Selection:
Rosslare Europort - Details

Details

The harbour has four berths. Passenger ferries operate to and from Fishguard (Stena Line) and Pembroke Dock (Irish Ferries) in Wales, and to Cherbourg and Roscoff in France.

An all-weather RNLI lifeboat is on station, and the Irish Coast Guard helicopter at Waterford Airport provides air-sea rescue cover,.

An automatic weather station is maintained adjacent to the port by Met Éireann

The Europort is the only Irish seaport with experience of offshore windfarm construction. Components of the wind turbines for Arklow Bank windfarm were shipped into Rosslare, assembed in the Europort, and shipped out to the windfarm site where they were installed and commissioned.

The port also receives ships importing new cars into the country. The importer depot is in Rosslare Harbour Village.

The port area is largely on reclaimed land. Reclamation work continued to the late 1990s, when the northwest part of the port was constructed using a dragline. Modernisation of facilities has continued to encourage the increase in cars carried on the ferries despite a drop in foot passengers.

Facilities in the terminal building include a café cum shop, ferry company desks and self-service left-luggage lockers. Railway services to Wexford and Dublin Connolly are located at new platform. Bus services to Wexford, Dublin, Cork, and Waterford leave from just outside. Bus and rail connections to Cork, County Kerry, and Limerick, and bus connections to County Clare & Galway are available from Waterford.

Although the Europort is exposed to the northeast, the prevailing winds are from the southwest. The Europort therefore rarely closes because of bad weather, although its competitors work hard at putting out the opposite story!

At Rosslare, Iarnród Éireann is an infrastructure provider and operator, providing port facilities and related services, including stevedoring, to shipping lines. Rosslare Europort is operated as a Common User Terminal, meaning that the port authority carries out all stevedoring activities on a common user basis for all shipping lines using the port.

Requests:
• 1. For each statement about the Rosslare Europort page, answer yes or no and quote the words of the page that settle it: (a) The harbour has six berths. (b) The importer depot for new cars is in Rosslare Harbour Village. (c) The prevailing winds at the Europort are from the northeast.
• 2. Reproduce the entries word for word, beginning with their first line and stopping after the line that contains "229], [63, 47]]".
The Rosslare Europort page and the entries after it are unrelated to each other.

Data for this task:
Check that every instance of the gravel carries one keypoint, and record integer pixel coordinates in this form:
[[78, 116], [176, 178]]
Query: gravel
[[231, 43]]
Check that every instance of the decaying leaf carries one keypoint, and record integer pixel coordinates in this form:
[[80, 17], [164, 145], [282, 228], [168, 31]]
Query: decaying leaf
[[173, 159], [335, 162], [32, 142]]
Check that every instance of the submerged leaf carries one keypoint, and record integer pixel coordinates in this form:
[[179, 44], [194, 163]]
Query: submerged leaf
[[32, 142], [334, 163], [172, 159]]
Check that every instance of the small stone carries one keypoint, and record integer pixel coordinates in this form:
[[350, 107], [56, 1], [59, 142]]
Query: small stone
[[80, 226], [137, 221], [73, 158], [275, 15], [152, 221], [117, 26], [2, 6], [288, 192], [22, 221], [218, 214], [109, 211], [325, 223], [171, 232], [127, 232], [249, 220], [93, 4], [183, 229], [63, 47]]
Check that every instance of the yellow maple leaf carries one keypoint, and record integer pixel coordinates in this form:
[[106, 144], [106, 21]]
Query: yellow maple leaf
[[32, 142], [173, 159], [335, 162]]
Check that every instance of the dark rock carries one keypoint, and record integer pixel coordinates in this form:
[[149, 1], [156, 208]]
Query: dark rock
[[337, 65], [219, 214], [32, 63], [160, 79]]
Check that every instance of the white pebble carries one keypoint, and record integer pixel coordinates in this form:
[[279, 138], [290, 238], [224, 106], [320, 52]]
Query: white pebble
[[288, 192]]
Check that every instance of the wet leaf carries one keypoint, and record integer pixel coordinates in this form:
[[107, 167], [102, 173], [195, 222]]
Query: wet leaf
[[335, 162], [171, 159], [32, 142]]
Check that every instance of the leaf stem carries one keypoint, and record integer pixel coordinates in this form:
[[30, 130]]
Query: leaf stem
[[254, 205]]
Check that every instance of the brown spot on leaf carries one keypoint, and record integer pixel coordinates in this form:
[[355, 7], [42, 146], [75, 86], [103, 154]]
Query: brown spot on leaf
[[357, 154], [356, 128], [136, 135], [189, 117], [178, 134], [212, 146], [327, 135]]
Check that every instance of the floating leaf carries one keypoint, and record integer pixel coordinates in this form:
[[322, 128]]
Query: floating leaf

Results in order:
• 1.
(a) No: "The harbour has four berths."
(b) Yes: "The importer depot is in Rosslare Harbour Village."
(c) No: "the prevailing winds are from the southwest."

• 2.
Check that every instance of the gravel carries one keypoint, and record integer pixel coordinates in this form:
[[78, 116], [176, 178]]
Query: gravel
[[231, 43]]
Check that every instance of the decaying leaf carries one keypoint, and record integer pixel coordinates in this form:
[[80, 17], [164, 145], [282, 228], [168, 31]]
Query: decaying leaf
[[173, 159], [335, 162], [32, 142]]
Check that every instance of the submerged leaf carries one keypoint, and record integer pixel coordinates in this form:
[[179, 44], [194, 163]]
Query: submerged leaf
[[32, 142], [334, 163], [172, 159]]
Check that every instance of the small stone carries one keypoint, and record integer pixel coordinates in this form:
[[350, 107], [56, 1], [59, 142]]
Query: small stone
[[80, 226], [137, 221], [73, 158], [275, 15], [152, 221], [117, 26], [2, 6], [288, 192], [22, 221], [218, 214], [109, 211], [325, 223], [171, 232], [127, 232], [249, 220], [93, 4], [183, 229], [63, 47]]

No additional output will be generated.